Provided records:
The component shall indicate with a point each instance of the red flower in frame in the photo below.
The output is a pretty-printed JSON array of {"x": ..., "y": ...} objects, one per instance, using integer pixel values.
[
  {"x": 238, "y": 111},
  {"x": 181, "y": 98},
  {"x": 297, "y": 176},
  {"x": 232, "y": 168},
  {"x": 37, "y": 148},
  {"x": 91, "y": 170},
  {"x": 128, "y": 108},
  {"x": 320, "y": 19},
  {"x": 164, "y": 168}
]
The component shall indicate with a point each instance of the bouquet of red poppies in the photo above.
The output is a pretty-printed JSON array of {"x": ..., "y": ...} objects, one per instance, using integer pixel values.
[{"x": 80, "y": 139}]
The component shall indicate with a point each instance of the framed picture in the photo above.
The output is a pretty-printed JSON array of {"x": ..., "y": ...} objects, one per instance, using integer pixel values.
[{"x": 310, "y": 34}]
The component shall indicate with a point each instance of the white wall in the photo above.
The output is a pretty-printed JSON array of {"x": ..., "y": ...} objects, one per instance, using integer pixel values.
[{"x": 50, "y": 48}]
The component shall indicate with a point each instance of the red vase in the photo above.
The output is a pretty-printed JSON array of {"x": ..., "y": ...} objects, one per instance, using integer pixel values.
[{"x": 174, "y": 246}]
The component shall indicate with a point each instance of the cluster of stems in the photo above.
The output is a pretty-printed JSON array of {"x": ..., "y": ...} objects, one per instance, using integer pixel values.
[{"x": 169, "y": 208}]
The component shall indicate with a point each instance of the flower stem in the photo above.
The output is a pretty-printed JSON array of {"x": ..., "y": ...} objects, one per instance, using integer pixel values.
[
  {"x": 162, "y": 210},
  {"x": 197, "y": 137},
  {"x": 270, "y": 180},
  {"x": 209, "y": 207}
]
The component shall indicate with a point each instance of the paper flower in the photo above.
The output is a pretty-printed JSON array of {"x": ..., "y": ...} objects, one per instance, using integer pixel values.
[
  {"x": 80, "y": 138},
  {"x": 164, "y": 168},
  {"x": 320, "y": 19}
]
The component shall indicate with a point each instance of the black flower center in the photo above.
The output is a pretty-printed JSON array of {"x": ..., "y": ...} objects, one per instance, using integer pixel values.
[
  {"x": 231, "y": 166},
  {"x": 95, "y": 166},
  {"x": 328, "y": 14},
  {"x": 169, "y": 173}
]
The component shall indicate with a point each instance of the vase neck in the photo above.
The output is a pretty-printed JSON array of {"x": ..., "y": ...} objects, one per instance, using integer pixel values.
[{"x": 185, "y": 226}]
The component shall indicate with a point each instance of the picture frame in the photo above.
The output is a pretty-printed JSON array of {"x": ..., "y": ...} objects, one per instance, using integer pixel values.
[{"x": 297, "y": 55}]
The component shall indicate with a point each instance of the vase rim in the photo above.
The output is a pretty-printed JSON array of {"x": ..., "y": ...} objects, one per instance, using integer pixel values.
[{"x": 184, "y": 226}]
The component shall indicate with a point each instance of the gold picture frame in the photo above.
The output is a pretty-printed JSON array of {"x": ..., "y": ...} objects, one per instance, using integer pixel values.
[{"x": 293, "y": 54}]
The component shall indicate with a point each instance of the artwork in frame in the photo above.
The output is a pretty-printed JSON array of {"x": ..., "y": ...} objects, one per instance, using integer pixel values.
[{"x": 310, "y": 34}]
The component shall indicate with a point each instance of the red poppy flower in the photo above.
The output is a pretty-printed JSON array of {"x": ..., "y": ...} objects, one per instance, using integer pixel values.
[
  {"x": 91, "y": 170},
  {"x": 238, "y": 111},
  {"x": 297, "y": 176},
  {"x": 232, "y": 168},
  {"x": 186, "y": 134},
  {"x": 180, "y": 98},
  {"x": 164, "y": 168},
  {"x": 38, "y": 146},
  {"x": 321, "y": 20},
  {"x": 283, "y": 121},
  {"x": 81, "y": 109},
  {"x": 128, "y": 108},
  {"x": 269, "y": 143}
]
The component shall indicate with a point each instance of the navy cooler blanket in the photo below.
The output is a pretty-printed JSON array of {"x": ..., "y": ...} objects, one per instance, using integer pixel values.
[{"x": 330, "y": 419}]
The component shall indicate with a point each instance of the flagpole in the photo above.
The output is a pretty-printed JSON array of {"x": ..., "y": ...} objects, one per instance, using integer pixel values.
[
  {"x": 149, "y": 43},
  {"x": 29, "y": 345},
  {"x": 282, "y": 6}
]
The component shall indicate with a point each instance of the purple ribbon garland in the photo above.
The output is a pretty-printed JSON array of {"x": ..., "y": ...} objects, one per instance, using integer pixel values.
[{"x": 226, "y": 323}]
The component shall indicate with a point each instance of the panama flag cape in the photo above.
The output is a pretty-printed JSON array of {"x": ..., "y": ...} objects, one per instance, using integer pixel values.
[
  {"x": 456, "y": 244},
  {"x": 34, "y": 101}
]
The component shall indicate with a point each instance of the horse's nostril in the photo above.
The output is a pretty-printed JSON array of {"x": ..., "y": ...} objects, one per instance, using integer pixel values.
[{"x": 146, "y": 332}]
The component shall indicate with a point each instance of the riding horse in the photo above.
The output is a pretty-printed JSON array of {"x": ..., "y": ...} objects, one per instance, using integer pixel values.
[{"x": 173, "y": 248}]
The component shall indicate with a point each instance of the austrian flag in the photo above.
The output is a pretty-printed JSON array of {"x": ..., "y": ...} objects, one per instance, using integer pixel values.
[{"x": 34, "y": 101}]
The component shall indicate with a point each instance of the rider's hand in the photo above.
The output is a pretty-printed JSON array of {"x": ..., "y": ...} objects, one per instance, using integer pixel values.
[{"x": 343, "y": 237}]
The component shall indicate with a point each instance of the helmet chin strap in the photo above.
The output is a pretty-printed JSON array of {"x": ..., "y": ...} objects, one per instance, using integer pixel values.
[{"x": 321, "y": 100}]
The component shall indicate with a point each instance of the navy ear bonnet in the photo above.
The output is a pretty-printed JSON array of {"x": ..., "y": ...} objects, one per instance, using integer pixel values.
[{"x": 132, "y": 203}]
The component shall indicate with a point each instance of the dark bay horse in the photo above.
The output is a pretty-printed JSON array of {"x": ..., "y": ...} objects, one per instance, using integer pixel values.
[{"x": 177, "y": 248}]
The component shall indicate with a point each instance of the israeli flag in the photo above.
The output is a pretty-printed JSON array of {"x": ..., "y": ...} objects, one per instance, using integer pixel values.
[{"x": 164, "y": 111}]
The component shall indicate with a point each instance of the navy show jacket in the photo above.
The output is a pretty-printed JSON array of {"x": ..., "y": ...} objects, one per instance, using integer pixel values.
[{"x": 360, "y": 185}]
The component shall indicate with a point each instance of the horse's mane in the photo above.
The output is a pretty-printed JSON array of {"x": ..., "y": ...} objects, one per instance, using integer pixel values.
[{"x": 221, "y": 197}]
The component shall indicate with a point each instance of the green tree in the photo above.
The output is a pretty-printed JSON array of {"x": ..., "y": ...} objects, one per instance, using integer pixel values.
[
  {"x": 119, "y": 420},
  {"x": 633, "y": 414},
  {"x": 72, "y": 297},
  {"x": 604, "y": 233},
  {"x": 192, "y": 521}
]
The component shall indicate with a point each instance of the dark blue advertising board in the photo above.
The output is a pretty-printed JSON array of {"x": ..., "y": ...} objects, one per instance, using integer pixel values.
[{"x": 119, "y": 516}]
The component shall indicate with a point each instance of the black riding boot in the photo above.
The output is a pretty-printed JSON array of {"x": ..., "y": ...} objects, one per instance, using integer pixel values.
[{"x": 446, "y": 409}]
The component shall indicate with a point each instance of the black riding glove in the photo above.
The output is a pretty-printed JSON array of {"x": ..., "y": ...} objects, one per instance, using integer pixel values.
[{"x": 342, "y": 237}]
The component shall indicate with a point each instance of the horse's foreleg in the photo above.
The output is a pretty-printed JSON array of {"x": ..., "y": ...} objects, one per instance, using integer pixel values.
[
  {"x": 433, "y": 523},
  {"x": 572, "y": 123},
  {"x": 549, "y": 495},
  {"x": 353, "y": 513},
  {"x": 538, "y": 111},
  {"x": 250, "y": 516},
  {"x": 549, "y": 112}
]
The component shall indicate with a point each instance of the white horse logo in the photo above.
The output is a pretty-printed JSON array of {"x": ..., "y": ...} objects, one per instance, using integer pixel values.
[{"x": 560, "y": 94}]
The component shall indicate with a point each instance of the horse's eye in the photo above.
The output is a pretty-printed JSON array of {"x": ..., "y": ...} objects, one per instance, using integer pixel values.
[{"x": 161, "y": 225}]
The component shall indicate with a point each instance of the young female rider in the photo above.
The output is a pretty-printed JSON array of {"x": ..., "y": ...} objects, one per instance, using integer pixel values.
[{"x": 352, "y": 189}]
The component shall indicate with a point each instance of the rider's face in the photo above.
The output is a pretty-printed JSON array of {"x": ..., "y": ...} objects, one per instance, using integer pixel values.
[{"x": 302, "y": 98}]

Problem requirements: Everything from the line containing "bay horse in the photo above." through the line containing "glove in the photo above." in the material above should be retyped exactly, both ends included, and nothing more.

Result of the exercise:
The component shall indicate with a point each instance of the dark bay horse in the photo above.
The output is a pretty-printed JSON array of {"x": ..., "y": ...} objects, one per instance, using integer pixel values.
[{"x": 177, "y": 248}]
The component shall indicate with a point each instance of the israeli flag in the photo above.
The output is a pretty-printed JSON array of {"x": ..., "y": ...} objects, one per instance, using integer pixel values.
[{"x": 164, "y": 111}]
The component shall indicate with a point each instance of the navy show jacket in the photo above.
The output is a pretty-printed JSON array of {"x": ..., "y": ...} objects, one per instance, using integer pixel values.
[{"x": 360, "y": 185}]
The component shall indicate with a point each instance of the horse's mane in the photo above.
The output is a pretty-printed JSON array of {"x": ..., "y": ...} objects, one per instance, using integer pixel values.
[{"x": 221, "y": 197}]
The component shall indicate with a point each instance of the green tree in the photo above.
The output is a pretty-printed JSON array of {"x": ..., "y": ...} objects, one per instance, using integer pixel values.
[
  {"x": 119, "y": 420},
  {"x": 633, "y": 414},
  {"x": 72, "y": 297},
  {"x": 604, "y": 233},
  {"x": 192, "y": 521}
]
The component shall indicate with a point each instance of the dark blue advertising board in the photo above.
The output is a pretty-printed JSON array of {"x": ..., "y": ...} objects, one per instance, using integer pixel values.
[{"x": 119, "y": 516}]
The component shall indicate with a point each instance of the black riding boot in the photo above.
The output is a pretty-printed JSON array of {"x": ..., "y": ...} objects, one per instance, using integer pixel values.
[{"x": 446, "y": 409}]
The component shall indicate with a point each instance of the black riding glove in the photo above.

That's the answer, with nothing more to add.